## TO DO
1 - Answer these questions about the HantsLUG meeting feedback message:
(a) Where was the meeting held, and on which day?
(b) Whose talk was described as particularly dense, and what was it about?
(c) What purpose does the reply give for adding another enforced break next time?
2 - Pick up the HantsLUG meeting feedback message after its last sentence and write a few more sentences in the same voice.

## SOURCE PASSAGE
* * * *
2009-09-16 Thread Simon Reap
Anton Piatek wrote:
 For those that attended the Hants LUG meeting at Hursley on Saturday I
 would appreciate feedback on how the day went.
 Things that went well
 Things that could have been done better
 This should help improve any further meetings I run at Hursley
   
Anton,

Many thanks for a very enjoyable day.  This was the first HantsLUG 
meeting I had been to, so I have little to compare it with.  The talks 
were all interesting, though some seemed to whizz by - will some of them 
make their way to the wiki?  Tony's talk on the structure of debian 
packages was particularly dense (in the information sense of the term) - 
I made some notes but they need some work before I can understand them!

The lunch break was very welcome, though next time (hope there is a next 
time!) another enforced beak in the proceedings might be an idea, to 
enhance the social side of such a meeting.  I came away not having had 
the chance to mingle and meet familiar names as much as I would have liked.
* * * *
Named object pointing listing:
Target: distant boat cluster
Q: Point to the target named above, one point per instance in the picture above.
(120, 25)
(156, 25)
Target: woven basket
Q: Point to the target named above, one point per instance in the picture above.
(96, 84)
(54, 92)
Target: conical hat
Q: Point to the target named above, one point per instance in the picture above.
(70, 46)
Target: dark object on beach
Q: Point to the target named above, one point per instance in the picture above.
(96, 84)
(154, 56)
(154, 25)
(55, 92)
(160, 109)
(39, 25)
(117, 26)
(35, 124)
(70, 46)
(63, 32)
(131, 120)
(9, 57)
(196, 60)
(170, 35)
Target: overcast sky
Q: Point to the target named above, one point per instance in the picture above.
* * * *
## SOLVED TASKS
1 -
(a) At Hursley, on Saturday.
(b) Tony's talk, on the structure of Debian packages.
(c) To enhance the social side of the meeting.

2 -
The location (apart from the sticking blinds in the auditorium) was 
superb.  To be honest, that was one of the main drivers for my going - I 
worked there for a year 26 years ago, and wanted to see how much it had 
changed.  The building I'd worked in (a 7-storey tower block, right next 
to the main house) has, unsurprisingly, gone, but the elderly scale 
model of the site near the lecture room showed it in all its glory.  The 
visit to the little museum was fascinating - I think the disk drive I'd 
been working on was one of the exhibits, along with the circuit boards 
we used (clever 4-layer jobs, with ground and +5v available at useful 
intervals across the board, just in the right place for the TTL chips we 
were using at the time).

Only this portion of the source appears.